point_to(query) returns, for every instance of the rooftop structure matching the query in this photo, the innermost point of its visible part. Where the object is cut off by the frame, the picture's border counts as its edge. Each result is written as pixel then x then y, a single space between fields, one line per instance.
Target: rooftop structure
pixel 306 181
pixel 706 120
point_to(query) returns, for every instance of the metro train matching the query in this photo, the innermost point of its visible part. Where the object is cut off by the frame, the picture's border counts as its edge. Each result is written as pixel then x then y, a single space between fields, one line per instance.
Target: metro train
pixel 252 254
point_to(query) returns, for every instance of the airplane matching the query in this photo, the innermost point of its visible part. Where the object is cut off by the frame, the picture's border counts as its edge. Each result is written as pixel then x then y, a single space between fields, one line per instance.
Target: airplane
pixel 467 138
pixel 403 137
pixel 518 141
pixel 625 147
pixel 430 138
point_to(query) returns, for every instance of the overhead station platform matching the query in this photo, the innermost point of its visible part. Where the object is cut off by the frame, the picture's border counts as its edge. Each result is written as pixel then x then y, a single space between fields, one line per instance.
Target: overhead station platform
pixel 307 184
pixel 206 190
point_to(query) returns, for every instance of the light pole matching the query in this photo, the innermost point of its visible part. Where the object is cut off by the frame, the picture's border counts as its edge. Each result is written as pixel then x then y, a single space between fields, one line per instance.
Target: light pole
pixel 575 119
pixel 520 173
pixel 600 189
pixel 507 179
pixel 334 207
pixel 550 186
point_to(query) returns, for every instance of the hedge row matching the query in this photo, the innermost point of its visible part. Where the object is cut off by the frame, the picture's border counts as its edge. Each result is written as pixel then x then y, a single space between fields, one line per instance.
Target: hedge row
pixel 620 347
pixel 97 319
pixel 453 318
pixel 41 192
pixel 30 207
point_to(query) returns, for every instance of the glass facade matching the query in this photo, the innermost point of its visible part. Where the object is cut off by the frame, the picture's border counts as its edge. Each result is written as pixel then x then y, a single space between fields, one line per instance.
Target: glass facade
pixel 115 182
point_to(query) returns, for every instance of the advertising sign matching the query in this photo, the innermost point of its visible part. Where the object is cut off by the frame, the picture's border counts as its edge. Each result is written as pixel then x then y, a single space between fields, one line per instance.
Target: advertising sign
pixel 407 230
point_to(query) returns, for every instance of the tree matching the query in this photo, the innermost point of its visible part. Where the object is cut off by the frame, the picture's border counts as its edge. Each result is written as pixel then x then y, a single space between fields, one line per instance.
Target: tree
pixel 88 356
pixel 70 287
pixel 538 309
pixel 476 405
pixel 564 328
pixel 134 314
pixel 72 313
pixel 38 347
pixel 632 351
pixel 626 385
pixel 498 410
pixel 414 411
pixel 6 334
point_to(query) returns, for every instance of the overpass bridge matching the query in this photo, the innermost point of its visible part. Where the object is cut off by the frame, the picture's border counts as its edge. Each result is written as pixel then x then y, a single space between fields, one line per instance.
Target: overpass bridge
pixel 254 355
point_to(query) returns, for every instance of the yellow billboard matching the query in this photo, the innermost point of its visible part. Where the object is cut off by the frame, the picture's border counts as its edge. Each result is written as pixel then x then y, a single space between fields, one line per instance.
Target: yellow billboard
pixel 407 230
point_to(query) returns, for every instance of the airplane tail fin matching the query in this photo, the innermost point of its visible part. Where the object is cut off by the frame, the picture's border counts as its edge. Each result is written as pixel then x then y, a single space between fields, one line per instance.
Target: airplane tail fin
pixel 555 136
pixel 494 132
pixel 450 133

### What to do
Give the records again, complete and exact.

### Reply
point_to(query) returns, for every instance of the rooftop structure matching the query in this photo, the innermost point of its visible part. Where the object is cut off by the frame, the picture's border counts as its edge. Each result is written as pixel then x then y, a single space between fields, one line per instance.
Target: rooftop structure
pixel 306 181
pixel 706 120
point_to(query) returns, for every instance of the metro train matching the query in this photo, the innermost point of its visible part. Where the object is cut off by the frame, the picture's border counts as its edge. Each result is written as pixel then x then y, a single space between fields, one line per instance.
Target: metro train
pixel 252 254
point_to(query) returns, for every instance of the airplane matching the query in this photo, the innermost point of its visible part. Where the object is cut off by the frame, the picture's border counts as its edge. Each result is written as pixel then x then y, a single space between fields, one line per instance.
Target: airplane
pixel 467 138
pixel 403 137
pixel 518 141
pixel 625 147
pixel 430 138
point_to(query) returns, for every instance of the overhead station platform matching the query in this photo, the innermost point of its visible part. Where the object is cut off by the frame, the picture's border counts as its edge. Each result is written as pixel then x then y, a single space between fields, one line per instance.
Target: overhead station platform
pixel 307 184
pixel 206 190
point_to(query) returns, for every instance of the light pole matching the query in this photo, the innermost point of its visible part. Where the object is cut off by the frame, the picture's border counts as its edge. Each result is written as pixel then x then y, a single space between fields, one line per instance.
Target: light pole
pixel 575 119
pixel 520 173
pixel 600 189
pixel 507 179
pixel 334 207
pixel 550 186
point_to(query) returns, for every instance of the hedge row matching the query in this photo, the innermost point of its visible part. Where the object is cut off by the frame, the picture's border counts as its edge. Each result is written as pixel then x then y, a single space between fields, one line per instance.
Target: hedge row
pixel 620 347
pixel 97 319
pixel 453 318
pixel 41 192
pixel 30 207
point_to(query) returns, for every instance of the glass facade matching the query in this photo, the innermost point of its visible part. Where the object is cut off by the frame, the picture's border counts as its edge. Each result is written as pixel then x then y, a single space between fields, one line per instance.
Target: glass facade
pixel 115 182
point_to(query) returns, for every instance of the advertising sign matching the query in this photo, the innermost point of its visible part. Where the object is cut off by the frame, the picture's border counts as its edge. Each result is written as pixel then x then y, a single space between fields, one line per instance.
Target: advertising sign
pixel 407 230
point_to(query) returns, for every instance of the tree matching the query in this photo, the innermost point of its visible part. Where the object is cut off by the frame, the picture's border counts as its edge. Each result is written as pixel then x then y, a single space between fields, one line per instance.
Target: tree
pixel 88 356
pixel 70 287
pixel 538 309
pixel 476 405
pixel 564 328
pixel 134 314
pixel 72 313
pixel 38 347
pixel 632 351
pixel 626 385
pixel 498 410
pixel 414 411
pixel 6 334
point_to(query) returns, for every instance of the overpass bridge matching the query in this photo, the innermost point of its visible part. Where the object is cut off by the frame, the picture's border counts as its edge. Each result is written as pixel then x then y, a single space between fields, one line per instance.
Target: overpass bridge
pixel 254 355
point_to(query) returns, for every instance of the yellow billboard matching the query in this photo, the innermost point of its visible part. Where the object is cut off by the frame, the picture's border counts as its edge. Each result is written as pixel then x then y, a single space between fields, one line per instance.
Target: yellow billboard
pixel 407 230
point_to(query) returns, for every instance of the airplane tail fin matching the query in this photo, the innermost point of its visible part. Where the object is cut off by the frame, the picture's border counts as its edge. Each result is written as pixel then x then y, a single space between fields, one line per instance.
Target: airplane tail fin
pixel 555 136
pixel 494 132
pixel 450 133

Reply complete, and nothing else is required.